» Extracted entries
- - - -
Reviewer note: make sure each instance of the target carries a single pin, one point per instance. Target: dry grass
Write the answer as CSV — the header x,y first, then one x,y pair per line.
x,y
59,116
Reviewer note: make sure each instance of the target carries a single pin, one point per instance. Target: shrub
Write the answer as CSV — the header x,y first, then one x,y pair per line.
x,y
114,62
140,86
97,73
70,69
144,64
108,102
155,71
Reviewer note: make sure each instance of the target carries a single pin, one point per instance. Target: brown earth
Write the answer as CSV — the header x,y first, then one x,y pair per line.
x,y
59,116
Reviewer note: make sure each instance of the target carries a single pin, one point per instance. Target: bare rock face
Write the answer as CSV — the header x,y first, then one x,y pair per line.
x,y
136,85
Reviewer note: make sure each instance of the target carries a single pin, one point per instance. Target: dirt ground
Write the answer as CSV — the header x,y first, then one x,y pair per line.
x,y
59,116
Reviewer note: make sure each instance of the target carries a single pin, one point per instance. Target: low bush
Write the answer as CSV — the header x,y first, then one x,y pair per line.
- - - -
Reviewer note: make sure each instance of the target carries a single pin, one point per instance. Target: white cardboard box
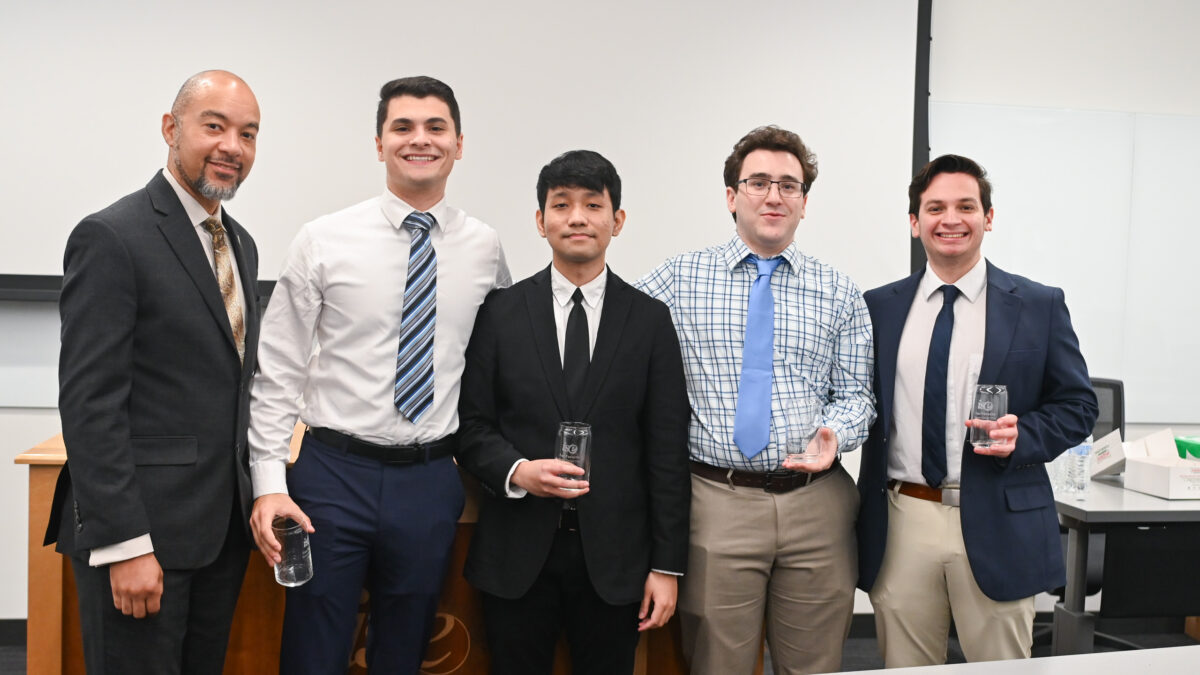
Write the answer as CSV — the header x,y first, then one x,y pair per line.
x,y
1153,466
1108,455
- - - -
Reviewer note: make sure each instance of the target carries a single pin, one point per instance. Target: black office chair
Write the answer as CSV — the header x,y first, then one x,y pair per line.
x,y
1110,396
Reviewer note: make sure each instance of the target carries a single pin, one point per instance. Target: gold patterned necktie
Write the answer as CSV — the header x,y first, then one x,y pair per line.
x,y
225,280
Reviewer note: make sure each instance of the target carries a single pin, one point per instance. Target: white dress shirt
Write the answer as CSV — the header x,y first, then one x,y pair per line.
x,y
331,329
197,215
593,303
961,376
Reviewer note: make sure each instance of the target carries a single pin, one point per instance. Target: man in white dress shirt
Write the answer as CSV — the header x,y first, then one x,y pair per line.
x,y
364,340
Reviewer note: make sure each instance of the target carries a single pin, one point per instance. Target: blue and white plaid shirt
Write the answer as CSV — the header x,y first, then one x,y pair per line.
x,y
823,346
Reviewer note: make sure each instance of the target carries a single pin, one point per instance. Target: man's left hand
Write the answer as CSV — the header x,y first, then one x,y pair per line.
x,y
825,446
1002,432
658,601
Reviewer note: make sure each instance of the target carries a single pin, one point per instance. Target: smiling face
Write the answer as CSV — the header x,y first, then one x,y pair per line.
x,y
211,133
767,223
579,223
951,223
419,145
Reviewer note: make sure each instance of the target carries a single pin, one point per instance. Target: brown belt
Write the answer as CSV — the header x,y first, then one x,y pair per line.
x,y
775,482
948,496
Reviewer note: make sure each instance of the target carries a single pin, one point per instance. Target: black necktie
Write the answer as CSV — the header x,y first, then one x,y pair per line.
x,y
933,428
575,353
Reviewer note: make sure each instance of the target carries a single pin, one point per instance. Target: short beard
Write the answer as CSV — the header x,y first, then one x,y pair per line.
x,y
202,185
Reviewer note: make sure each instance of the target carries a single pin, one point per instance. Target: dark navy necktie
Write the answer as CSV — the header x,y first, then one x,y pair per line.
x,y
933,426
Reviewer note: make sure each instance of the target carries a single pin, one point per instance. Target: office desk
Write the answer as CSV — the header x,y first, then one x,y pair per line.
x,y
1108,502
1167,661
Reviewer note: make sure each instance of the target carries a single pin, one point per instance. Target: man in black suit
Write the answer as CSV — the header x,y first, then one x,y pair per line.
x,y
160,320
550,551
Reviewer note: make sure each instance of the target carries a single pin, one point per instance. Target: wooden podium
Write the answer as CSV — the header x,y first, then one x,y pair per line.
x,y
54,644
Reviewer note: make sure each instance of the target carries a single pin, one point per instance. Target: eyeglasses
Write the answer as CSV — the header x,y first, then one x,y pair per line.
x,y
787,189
- - - -
» Instruction
Select every line of the data above that contains the string "shirt", copying each one in full. Match case exactly.

» Exercise result
Reviewer note: make sure each instance of the target carries a single pin, one point per instance. Target: white dress shirt
Reviewer note: make sure each instance of the target carries a single pin, one point per instance. Target: man in white dress shirt
Reviewer note: make sure each instance of the target carries a single pin, one point per instance. Target: blue and white plaid shirt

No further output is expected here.